» **Provided records**:
##############################

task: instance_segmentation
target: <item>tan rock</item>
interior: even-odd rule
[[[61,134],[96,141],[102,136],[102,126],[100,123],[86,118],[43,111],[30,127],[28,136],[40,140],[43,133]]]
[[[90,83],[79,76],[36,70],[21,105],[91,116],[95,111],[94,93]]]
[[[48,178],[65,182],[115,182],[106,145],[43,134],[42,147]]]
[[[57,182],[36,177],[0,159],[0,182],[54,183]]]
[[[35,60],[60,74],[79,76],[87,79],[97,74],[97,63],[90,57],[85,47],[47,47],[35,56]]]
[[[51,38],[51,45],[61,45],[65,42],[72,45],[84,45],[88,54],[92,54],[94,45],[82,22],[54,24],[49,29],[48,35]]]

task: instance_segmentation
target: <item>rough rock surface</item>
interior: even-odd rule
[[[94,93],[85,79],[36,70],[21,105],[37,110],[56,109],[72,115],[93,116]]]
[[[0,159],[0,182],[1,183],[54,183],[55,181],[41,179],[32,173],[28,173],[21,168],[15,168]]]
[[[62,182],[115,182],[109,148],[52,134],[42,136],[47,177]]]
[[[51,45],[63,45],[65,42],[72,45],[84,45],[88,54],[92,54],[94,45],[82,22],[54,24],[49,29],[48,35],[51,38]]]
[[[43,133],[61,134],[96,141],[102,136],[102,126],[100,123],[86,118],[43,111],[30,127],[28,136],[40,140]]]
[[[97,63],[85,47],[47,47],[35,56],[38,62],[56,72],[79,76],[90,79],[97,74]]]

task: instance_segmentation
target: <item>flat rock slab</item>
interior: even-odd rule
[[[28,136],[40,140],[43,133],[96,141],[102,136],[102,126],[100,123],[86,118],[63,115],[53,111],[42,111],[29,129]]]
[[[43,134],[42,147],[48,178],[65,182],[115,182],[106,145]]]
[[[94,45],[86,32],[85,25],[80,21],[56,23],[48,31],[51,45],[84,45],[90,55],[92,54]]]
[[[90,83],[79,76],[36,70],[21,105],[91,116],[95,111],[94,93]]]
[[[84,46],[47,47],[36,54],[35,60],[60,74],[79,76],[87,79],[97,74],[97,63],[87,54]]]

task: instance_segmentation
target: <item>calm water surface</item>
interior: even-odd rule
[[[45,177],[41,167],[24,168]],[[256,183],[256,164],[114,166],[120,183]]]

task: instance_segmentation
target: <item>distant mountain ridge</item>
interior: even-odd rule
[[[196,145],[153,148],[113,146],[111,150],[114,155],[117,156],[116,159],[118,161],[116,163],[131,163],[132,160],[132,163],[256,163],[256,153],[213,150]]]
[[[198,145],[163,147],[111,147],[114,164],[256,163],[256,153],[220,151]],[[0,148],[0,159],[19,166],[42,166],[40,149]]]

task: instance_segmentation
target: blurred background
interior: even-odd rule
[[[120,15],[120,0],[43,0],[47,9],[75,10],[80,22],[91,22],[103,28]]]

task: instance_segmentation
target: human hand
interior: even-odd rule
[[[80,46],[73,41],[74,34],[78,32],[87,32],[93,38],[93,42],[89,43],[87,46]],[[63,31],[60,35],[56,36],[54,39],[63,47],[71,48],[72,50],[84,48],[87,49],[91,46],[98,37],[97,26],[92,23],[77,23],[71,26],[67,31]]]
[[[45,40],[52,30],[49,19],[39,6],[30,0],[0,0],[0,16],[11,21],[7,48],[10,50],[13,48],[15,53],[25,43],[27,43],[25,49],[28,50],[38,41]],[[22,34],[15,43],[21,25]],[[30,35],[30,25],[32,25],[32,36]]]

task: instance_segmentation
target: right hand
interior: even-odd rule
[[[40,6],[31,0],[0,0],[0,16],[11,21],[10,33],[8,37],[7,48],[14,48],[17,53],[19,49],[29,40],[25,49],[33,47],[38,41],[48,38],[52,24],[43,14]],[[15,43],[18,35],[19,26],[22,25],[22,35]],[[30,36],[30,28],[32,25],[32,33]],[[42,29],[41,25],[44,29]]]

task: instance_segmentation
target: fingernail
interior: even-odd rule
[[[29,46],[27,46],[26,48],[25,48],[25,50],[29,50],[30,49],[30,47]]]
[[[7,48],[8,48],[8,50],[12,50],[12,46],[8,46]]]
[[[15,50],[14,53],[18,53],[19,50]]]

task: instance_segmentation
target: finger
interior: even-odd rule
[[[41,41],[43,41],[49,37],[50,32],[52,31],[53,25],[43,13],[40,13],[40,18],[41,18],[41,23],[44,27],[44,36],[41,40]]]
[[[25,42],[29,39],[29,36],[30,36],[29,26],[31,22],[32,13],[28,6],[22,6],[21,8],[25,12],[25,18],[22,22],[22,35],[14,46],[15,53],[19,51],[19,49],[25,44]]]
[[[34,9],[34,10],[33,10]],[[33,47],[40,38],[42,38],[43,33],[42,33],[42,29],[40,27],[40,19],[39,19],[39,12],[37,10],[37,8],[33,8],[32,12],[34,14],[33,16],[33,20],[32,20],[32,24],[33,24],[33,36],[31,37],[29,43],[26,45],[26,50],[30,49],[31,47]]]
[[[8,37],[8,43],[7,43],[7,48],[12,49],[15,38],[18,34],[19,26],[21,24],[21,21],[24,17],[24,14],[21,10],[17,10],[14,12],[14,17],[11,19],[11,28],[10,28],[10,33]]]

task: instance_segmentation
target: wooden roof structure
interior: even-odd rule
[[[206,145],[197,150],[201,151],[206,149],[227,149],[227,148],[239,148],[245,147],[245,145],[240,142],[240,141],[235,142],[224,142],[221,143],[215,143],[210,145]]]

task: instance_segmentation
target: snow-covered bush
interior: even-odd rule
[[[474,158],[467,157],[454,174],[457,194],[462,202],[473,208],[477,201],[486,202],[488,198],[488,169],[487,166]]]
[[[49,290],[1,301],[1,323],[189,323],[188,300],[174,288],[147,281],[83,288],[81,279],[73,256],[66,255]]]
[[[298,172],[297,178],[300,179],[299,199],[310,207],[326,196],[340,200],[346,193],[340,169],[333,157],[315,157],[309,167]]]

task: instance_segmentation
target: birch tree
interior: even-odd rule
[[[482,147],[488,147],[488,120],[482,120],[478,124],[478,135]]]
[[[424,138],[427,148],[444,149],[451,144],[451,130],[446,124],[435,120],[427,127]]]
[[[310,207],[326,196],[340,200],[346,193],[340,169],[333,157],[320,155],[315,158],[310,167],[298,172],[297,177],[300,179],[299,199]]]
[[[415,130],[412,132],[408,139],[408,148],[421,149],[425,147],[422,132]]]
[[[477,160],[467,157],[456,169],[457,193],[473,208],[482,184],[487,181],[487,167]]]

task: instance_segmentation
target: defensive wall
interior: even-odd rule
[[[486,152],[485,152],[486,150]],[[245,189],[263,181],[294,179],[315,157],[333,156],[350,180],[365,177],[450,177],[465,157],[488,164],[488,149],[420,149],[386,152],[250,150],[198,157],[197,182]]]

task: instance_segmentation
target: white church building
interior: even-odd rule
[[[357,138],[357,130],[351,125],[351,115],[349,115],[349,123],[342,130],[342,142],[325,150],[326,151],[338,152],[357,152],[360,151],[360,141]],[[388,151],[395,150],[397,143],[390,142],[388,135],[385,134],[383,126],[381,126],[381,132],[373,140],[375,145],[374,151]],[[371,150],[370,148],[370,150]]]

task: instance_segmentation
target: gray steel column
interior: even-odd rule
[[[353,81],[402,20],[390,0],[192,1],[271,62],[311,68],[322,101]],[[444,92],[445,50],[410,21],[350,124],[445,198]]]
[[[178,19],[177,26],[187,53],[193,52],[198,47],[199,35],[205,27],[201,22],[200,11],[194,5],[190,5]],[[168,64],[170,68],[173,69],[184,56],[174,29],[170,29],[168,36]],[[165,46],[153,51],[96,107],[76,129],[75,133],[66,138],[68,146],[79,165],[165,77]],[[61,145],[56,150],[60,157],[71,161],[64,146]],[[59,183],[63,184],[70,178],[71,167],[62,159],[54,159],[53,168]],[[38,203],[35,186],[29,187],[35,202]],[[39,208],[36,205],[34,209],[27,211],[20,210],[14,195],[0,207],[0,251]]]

##############################

» **Requirement**: Copy out every line in the records above that contains the string "surface".

» **Finished exercise**:
target: <item>rough rock surface</item>
target: <item>calm water surface</item>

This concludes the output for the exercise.